- EXERCISE PROMPT
Can you return the whole LAPS software integration text below, word for word, without the data?
#### PROVIDED TEXT ####
LAPS Software Integration
(test, build, and release strategy)

Updated 3/11/2008

Introduction

Here is a draft strategy for how one can do software testing and integration with our LAPS runs. This is a living document and ideas are welcome. Some of these ideas are what we are already doing, others are proposed additions. There are two main areas for running LAPS, the parallel side and operational side. The root directories for these are as follows:
Parallel side...
$LAPS_SRC_ROOT = /usr/nfs/common/lapb/parallel/laps
$LAPSINSTALLROOT = /usr/nfs/lapb/parallel/laps/bin (only on the IBM machines)
$LAPS_DATA_ROOT = /data/lapb/parallel/laps/data

Operational side...
$LAPS_SRC_ROOT = /usr/nfs/common/lapb/operational/laps
$LAPSINSTALLROOT = /usr/nfs/lapb/operational/laps/bin (only on the IBM machines)
$LAPS_DATA_ROOT = /data/lapb/operational/laps/data
Note that '/usr/nfs/common' is a common directory accessable from all the platforms. '/usr/nfs/lapb' (without the common) appears on all the platforms, but points to a different directory depending on what type of machine you are logged in on (IBM, HP, etc.). '/usr/nfs/lapb/builds*' is where any platform dependent software or executables go. The parallel side has some additional soft links present that tend to blur the distinction between the three ROOT directories.

Disk Space

Here is a brief summary about how we like to store our files on disk. We usually put our "personal" software and "home" related files on '/home/fab/username' and this is usually kept to a limit of about 1 GB. Other larger datasets are usually stored in '/data/lapb/users/username' where we have more space. Temporary items could be kept in '/scratch/lapb/username' and this is purged as often as every 2 weeks.

You can also see how we're doing as a group by doing the 'df' command and examining the various disks. The main point is that we want to avoid filling up the disks thus avoiding system disruptions.

Parallel Side Software Testing

The parallel side is where all software changes that are desired to be integrated into LAPS are tested for compilation and correct execution. This is a working superset of the software repository contents; extra files may be present that are used to assist development and testing. A cron on 'speedy' (an IBM) runs using the parallel side software while compilation is done on 'toro' using GNU make located in '/usr/opt/freeware/bin/make'.
#### RECORDS PROVIDED ####
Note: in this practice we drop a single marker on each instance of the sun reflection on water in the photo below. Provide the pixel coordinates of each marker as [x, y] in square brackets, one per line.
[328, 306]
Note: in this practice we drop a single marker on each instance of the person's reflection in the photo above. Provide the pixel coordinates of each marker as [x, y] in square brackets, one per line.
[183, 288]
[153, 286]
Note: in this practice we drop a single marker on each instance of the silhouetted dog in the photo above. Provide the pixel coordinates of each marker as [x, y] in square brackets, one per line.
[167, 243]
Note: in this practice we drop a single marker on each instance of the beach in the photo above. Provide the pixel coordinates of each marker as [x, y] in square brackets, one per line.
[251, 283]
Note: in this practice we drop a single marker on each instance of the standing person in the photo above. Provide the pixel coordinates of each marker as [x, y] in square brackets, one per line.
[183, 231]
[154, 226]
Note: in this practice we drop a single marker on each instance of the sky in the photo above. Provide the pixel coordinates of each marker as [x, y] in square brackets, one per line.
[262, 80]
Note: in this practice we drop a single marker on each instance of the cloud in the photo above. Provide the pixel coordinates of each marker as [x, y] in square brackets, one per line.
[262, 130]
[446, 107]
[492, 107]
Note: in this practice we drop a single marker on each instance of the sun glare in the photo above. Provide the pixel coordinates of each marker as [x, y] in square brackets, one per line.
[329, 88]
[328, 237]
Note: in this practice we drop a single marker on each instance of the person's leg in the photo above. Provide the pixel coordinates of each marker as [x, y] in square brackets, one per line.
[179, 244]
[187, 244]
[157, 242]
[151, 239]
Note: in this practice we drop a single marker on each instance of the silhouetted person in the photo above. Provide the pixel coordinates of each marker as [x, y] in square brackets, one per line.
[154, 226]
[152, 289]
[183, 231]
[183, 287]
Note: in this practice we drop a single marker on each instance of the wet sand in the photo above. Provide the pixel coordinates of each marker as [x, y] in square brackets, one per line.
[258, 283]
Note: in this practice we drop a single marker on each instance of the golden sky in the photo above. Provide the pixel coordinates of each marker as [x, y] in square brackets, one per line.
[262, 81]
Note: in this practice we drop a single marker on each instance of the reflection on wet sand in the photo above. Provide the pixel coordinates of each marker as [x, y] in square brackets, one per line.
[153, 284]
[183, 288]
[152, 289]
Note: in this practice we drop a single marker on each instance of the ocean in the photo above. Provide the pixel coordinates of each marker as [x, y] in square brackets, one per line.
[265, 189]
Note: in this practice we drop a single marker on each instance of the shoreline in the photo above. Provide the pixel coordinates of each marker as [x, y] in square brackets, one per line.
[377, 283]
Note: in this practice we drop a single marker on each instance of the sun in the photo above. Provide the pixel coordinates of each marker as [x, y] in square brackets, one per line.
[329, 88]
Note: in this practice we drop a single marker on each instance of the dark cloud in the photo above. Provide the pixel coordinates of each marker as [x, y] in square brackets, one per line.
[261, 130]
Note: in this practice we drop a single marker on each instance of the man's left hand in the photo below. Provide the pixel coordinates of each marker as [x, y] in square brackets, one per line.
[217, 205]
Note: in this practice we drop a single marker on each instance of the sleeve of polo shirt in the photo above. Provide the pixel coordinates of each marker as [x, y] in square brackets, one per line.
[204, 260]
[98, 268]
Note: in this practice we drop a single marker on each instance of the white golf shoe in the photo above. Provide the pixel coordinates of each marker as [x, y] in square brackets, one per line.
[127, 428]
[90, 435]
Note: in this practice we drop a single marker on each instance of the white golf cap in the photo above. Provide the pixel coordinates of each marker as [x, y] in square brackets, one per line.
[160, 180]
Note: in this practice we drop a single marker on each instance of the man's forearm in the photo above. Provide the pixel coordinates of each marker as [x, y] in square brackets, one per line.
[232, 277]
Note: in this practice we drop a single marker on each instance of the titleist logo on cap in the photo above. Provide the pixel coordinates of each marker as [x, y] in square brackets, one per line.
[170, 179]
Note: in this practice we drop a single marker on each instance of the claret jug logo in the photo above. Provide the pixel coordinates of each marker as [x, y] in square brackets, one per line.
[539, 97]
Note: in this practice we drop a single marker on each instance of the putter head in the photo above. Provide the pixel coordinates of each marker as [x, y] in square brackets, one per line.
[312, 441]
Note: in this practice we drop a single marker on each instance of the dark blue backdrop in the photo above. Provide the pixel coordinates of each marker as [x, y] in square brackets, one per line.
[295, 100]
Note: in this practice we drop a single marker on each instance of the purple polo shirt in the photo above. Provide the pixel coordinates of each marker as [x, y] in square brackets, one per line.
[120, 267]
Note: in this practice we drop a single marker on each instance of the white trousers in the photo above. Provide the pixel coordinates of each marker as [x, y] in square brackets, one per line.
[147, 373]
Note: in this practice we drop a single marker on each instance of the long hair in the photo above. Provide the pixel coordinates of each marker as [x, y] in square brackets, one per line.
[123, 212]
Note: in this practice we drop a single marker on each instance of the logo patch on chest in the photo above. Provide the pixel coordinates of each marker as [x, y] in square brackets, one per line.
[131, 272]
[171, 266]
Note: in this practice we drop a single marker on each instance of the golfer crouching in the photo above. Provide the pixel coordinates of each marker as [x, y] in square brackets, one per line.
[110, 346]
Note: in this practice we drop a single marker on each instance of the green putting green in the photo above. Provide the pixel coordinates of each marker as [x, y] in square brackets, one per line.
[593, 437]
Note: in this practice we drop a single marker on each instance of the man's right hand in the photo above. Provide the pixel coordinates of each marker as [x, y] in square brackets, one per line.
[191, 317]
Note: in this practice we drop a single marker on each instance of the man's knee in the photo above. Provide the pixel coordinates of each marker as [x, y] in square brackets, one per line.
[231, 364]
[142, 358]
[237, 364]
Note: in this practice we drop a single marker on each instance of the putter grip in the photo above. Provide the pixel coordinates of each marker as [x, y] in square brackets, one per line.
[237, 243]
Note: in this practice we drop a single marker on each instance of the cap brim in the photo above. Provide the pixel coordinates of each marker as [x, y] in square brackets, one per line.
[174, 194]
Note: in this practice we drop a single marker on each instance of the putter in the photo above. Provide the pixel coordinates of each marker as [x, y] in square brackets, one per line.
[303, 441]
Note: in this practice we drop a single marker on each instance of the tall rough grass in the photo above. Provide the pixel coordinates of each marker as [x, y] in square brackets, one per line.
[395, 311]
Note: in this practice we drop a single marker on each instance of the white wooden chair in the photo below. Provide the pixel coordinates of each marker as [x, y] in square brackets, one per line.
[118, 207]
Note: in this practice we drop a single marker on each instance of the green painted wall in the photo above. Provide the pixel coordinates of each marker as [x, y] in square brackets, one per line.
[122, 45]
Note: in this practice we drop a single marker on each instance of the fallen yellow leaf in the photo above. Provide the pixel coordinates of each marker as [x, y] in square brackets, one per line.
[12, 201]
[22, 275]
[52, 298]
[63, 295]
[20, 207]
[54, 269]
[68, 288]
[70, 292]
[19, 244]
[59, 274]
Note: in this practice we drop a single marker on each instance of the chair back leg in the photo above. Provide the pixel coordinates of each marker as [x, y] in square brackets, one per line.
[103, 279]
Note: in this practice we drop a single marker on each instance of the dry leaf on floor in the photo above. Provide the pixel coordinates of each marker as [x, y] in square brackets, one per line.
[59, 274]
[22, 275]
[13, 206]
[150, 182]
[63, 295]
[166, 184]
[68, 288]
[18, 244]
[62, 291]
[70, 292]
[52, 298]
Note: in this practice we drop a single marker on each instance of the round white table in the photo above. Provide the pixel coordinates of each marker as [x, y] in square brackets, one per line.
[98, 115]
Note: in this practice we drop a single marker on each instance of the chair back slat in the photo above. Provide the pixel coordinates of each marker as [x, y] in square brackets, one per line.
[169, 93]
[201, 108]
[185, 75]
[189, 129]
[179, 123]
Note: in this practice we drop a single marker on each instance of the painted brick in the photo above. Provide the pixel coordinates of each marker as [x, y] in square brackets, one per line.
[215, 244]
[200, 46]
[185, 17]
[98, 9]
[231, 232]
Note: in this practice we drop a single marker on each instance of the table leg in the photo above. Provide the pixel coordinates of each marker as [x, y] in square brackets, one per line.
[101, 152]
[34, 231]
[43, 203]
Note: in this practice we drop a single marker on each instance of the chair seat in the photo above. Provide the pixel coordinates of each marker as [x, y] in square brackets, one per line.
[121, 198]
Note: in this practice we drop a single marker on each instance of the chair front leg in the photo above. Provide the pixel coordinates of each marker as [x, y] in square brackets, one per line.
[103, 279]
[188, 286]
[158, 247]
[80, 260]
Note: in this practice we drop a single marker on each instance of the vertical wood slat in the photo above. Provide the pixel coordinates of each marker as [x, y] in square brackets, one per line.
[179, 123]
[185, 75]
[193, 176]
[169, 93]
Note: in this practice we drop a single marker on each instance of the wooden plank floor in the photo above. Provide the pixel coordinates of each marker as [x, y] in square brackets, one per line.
####
- COMPLETED EXERCISE
LAPS Software Integration
(test, build, and release strategy)

Updated 3/11/2008

Introduction

Here is a draft strategy for how one can do software testing and integration with our LAPS runs. This is a living document and ideas are welcome. Some of these ideas are what we are already doing, others are proposed additions. There are two main areas for running LAPS, the parallel side and operational side. The root directories for these are as follows:
Parallel side...
$LAPS_SRC_ROOT = /usr/nfs/common/lapb/parallel/laps
$LAPSINSTALLROOT = /usr/nfs/lapb/parallel/laps/bin (only on the IBM machines)
$LAPS_DATA_ROOT = /data/lapb/parallel/laps/data

Operational side...
$LAPS_SRC_ROOT = /usr/nfs/common/lapb/operational/laps
$LAPSINSTALLROOT = /usr/nfs/lapb/operational/laps/bin (only on the IBM machines)
$LAPS_DATA_ROOT = /data/lapb/operational/laps/data
Note that '/usr/nfs/common' is a common directory accessable from all the platforms. '/usr/nfs/lapb' (without the common) appears on all the platforms, but points to a different directory depending on what type of machine you are logged in on (IBM, HP, etc.). '/usr/nfs/lapb/builds*' is where any platform dependent software or executables go. The parallel side has some additional soft links present that tend to blur the distinction between the three ROOT directories.

Disk Space

Here is a brief summary about how we like to store our files on disk. We usually put our "personal" software and "home" related files on '/home/fab/username' and this is usually kept to a limit of about 1 GB. Other larger datasets are usually stored in '/data/lapb/users/username' where we have more space. Temporary items could be kept in '/scratch/lapb/username' and this is purged as often as every 2 weeks.

You can also see how we're doing as a group by doing the 'df' command and examining the various disks. The main point is that we want to avoid filling up the disks thus avoiding system disruptions.

Parallel Side Software Testing

The parallel side is where all software changes that are desired to be integrated into LAPS are tested for compilation and correct execution. This is a working superset of the software repository contents; extra files may be present that are used to assist development and testing. A cron on 'speedy' (an IBM) runs using the parallel side software while compilation is done on 'toro' using GNU make located in '/usr/opt/freeware/bin/make'.